═══ Data extract

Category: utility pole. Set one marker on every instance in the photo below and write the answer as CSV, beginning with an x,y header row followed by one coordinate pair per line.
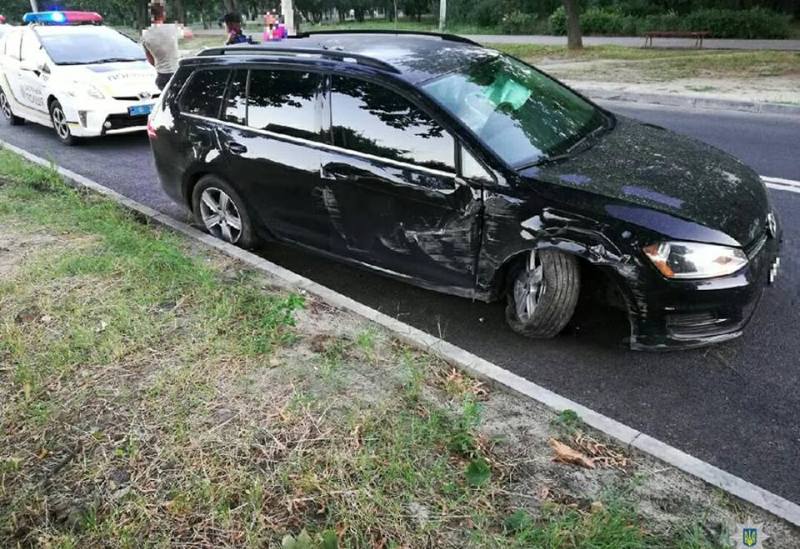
x,y
287,8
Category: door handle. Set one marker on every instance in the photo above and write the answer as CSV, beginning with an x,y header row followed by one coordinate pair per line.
x,y
236,148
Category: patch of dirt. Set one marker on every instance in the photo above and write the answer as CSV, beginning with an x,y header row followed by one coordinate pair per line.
x,y
17,245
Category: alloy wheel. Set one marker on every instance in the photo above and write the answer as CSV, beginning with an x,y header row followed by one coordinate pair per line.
x,y
60,122
220,215
5,106
529,287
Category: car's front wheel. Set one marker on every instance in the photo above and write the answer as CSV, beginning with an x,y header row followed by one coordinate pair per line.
x,y
543,291
60,124
8,114
219,209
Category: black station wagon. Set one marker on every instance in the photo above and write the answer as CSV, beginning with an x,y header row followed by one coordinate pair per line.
x,y
454,167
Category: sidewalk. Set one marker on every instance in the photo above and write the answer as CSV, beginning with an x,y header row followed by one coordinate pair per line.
x,y
638,42
629,41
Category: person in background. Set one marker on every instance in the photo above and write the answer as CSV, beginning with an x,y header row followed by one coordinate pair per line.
x,y
160,43
233,24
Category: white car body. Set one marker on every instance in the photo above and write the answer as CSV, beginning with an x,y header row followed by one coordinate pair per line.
x,y
96,97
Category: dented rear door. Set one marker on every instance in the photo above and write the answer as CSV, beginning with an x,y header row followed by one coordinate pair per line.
x,y
391,190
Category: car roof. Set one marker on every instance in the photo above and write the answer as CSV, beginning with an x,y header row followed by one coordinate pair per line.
x,y
413,57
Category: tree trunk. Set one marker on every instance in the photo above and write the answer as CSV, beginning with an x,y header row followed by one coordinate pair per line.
x,y
574,40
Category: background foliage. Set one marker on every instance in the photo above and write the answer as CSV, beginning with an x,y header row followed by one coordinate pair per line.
x,y
723,18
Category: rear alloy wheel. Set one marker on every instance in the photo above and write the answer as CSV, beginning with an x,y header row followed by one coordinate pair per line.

══════

Output the data exactly as it is, with the pictures dropped.

Category: utility pole. Set one marker on every instance in the photo below and write the answer as CSV, beginning with an x,y header row followed by one coordinate pair per line.
x,y
287,8
Category: door handle. Set one marker on every instance in the photo above and write the answer as CSV, beginning with an x,y header row followed by one coordinate pair per line.
x,y
236,148
Category: patch of dirt. Set one marker on every instance in the photo above and write the answer as CSV, beginning with an x,y header row followed by one coordinate pair per line.
x,y
17,245
Category: alloy wheel. Set one marker on every instance in the photo above and write the answer as CSV, beginning with an x,y header row followed by one coordinate pair per line.
x,y
60,122
220,215
5,106
529,287
Category: car's front wheel. Set one marker on every instance in the photo above and write the answer as CSV, beginning with an x,y header row followed by one coordinate pair per line.
x,y
543,291
60,124
8,114
219,209
Category: black station wagon. Set one marker on every instance in the photo above and write the answer as CSV, beginning with an x,y header row followed by one coordinate pair per line.
x,y
454,167
Category: sidewalk. Set one marker on every instance in the photo above and write the answer as CSV, beginning with an x,y header row followed by one coordinate pair per line.
x,y
638,42
629,41
Category: person in background. Set one marker on every instance in the photo above and write the answer as CSV, beginning with an x,y header row followed by one coordinate pair per line.
x,y
160,43
233,24
Category: white car body. Set one marker on every instance in the photo above and write the answer as CSV, beginning with an x,y header row followed by one coordinate pair per line.
x,y
96,97
Category: dented rear door. Set one marker on every instance in the photo above and write the answer as CSV, beginning with an x,y header row followed by one coordinate pair per line.
x,y
391,190
Category: car roof. Set one marker on every instance in the photo above and write the answer as CSV, beginning with an x,y header row followed by one coordinate pair per line.
x,y
413,57
Category: tree trunk. Set one marker on every instance in the photo above and write the answer as CSV, beginning with an x,y header row followed by one coordinate pair per line.
x,y
574,40
Category: background foliage. Set one marker on every instance in the photo above and write the answer as CSV, beginning with an x,y header row followed by one coordinate pair per line.
x,y
723,18
Category: rear alloy wheel. Set one marker on every instance in the photo above and write the answer as CSV, beginning with an x,y header row followed by one coordinate pair per line.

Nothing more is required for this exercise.